* **Text under study**
§

Tuesday 5 July 2005
Problem Gamblers Share Personality Profiles of Substance Abusers: Otago Research
Young adults with problem gambling behaviour have personality profiles strikingly similar to the profiles of those with
alcohol, marijuana and nicotine-associated addictive disorders, according to a new research arising from the University
of Otago’s Dunedin Multidisciplinary Health & Development Research Unit.
The new findings are published today in the US-based international journal Archives of General Psychiatry.
The research compared personality assessments obtained in 1991-1992 for 939 young adults (475 men and 464 women) from
Dunedin who were 18 years old, with diagnoses of problem gambling and alcohol, cannabis and nicotine dependence in the
previous year based on structured interviews conducted when the individuals were 21 years old in 1993-1994.
In the past it has been difficult to identify personality traits associated with problem gambling, because most previous
studies have drawn subjects from those seeking treatment for a gambling disorder, says Research Unit Director Associate
Professor Richie Poulton.
“These subjects are unlikely to be representative of the majority of individuals in the community with gambling
problems,” Associate Professor Poulton explained.
He and his colleagues found that young adults with a problem gambling diagnosis in the year before they turned 21 were,
on average, more likely to have high scores for negative emotionality and for impulsive and risk-taking behavior on
personality tests taken at age 18 years.

§

* **Entries drawn from a collection**
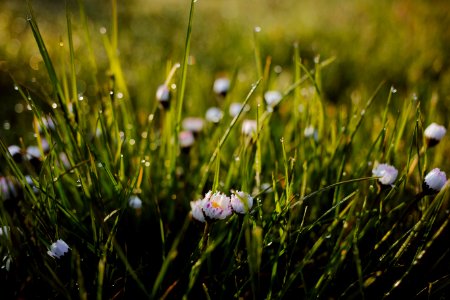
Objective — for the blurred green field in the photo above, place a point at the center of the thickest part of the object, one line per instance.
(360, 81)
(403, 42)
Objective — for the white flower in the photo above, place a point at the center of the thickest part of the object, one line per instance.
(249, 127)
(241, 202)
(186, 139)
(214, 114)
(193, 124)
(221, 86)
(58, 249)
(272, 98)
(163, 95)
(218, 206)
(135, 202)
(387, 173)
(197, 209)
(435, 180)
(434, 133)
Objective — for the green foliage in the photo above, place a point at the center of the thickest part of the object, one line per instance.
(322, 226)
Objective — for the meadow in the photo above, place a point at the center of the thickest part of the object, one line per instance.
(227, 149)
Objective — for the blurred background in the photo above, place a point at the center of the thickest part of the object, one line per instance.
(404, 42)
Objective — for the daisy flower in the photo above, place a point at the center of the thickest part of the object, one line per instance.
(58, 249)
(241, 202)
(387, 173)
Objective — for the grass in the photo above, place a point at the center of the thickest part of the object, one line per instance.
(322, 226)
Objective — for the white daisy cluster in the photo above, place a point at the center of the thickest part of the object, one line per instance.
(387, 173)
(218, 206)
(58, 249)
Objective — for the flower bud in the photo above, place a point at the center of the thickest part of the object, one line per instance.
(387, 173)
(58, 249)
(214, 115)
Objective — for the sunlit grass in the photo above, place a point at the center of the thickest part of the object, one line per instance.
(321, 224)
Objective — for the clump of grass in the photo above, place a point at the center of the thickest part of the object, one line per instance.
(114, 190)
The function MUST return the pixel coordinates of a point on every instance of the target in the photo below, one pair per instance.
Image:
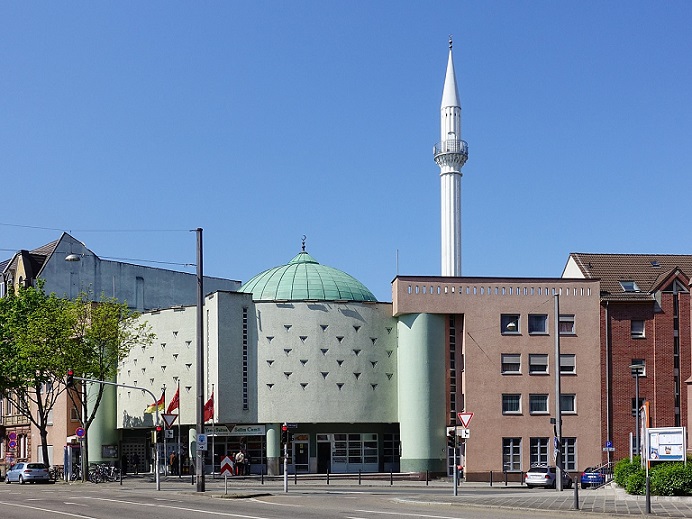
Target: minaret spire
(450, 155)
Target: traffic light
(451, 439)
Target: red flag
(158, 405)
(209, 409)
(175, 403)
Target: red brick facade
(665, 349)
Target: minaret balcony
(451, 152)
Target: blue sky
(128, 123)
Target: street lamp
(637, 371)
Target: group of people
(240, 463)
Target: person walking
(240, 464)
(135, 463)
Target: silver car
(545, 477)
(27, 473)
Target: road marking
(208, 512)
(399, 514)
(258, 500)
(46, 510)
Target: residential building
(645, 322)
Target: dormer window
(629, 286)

§

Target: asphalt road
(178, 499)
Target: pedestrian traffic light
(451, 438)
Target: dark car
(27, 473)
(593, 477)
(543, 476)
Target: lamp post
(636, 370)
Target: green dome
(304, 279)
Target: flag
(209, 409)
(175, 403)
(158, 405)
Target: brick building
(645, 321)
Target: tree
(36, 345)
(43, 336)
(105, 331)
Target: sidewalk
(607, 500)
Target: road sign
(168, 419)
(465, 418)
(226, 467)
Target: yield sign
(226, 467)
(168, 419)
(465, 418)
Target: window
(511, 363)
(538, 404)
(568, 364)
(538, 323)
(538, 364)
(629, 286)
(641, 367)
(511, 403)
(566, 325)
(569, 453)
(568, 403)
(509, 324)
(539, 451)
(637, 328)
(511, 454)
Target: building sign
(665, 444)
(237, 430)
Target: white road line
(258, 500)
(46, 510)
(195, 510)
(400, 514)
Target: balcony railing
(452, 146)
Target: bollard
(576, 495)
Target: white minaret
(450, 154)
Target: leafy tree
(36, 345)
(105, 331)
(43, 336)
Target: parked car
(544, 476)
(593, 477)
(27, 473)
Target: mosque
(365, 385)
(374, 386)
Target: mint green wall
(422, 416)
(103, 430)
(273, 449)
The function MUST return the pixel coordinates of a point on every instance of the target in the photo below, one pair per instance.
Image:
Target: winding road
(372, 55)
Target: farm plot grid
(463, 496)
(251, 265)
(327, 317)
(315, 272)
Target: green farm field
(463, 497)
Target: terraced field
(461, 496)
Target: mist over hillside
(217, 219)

§

* **Directions**
- a) List the diagnoses that the Otago study on problem gambling compared against the personality assessments taken at age 18.
- b) In the article on the Otago gambling research, swap "subjects" for "participants" and write out everything from "The research compared" down to "Professor Poulton explained.".
- c) Extend the article on the Otago research into problem gamblers' personalities past its last sentence.
The records are not needed for any of this.

* **Responses to the tasks**
- a) problem gambling, alcohol dependence, cannabis dependence, nicotine dependence

- b)
The research compared personality assessments obtained in 1991-1992 for 939 young adults (475 men and 464 women) from
Dunedin who were 18 years old, with diagnoses of problem gambling and alcohol, cannabis and nicotine dependence in the
previous year based on structured interviews conducted when the individuals were 21 years old in 1993-1994.
In the past it has been difficult to identify personality traits associated with problem gambling, because most previous
studies have drawn participants from those seeking treatment for a gambling disorder, says Research Unit Director Associate
Professor Richie Poulton.
“These participants are unlikely to be representative of the majority of individuals in the community with gambling
problems,” Associate Professor Poulton explained.

- c)
“In particular, young adults with a diagnosis of problem gambling were characterised by negative emotions such as
nervousness or worry, anger or aggressiveness, feeling mistreated or victimised, and unconstrained behaviours of
risk-taking, impulsivity, and rebelliousness,” he and his co-authors write in the journal article.
“Past-year problem gambling was significantly associated with past-year alcohol dependence, cannabis dependence, and
nicotine dependence,” they report.
“The associations between problem gambling and the three substance use disorders were similar in magnitude and were
nearly as large as the well-established association between alcohol and nicotine dependence.”
“A focus on more basic traits, such as individual differences in personality, is a promising approach for understanding
the high rate of comorbidity [conditions which occur together] of pathological and problem gambling with other addictive
disorders,” they concluded.
Note: The Dunedin Multidisciplinary Health and Development Research Unit is supported by the New Zealand Health Research
Council. This study was supported by grants from the National Institutes of Health, Bethesda, Md., the William T. Grant
Foundation, New York and the United Kingdom Medical Research Council, London, England.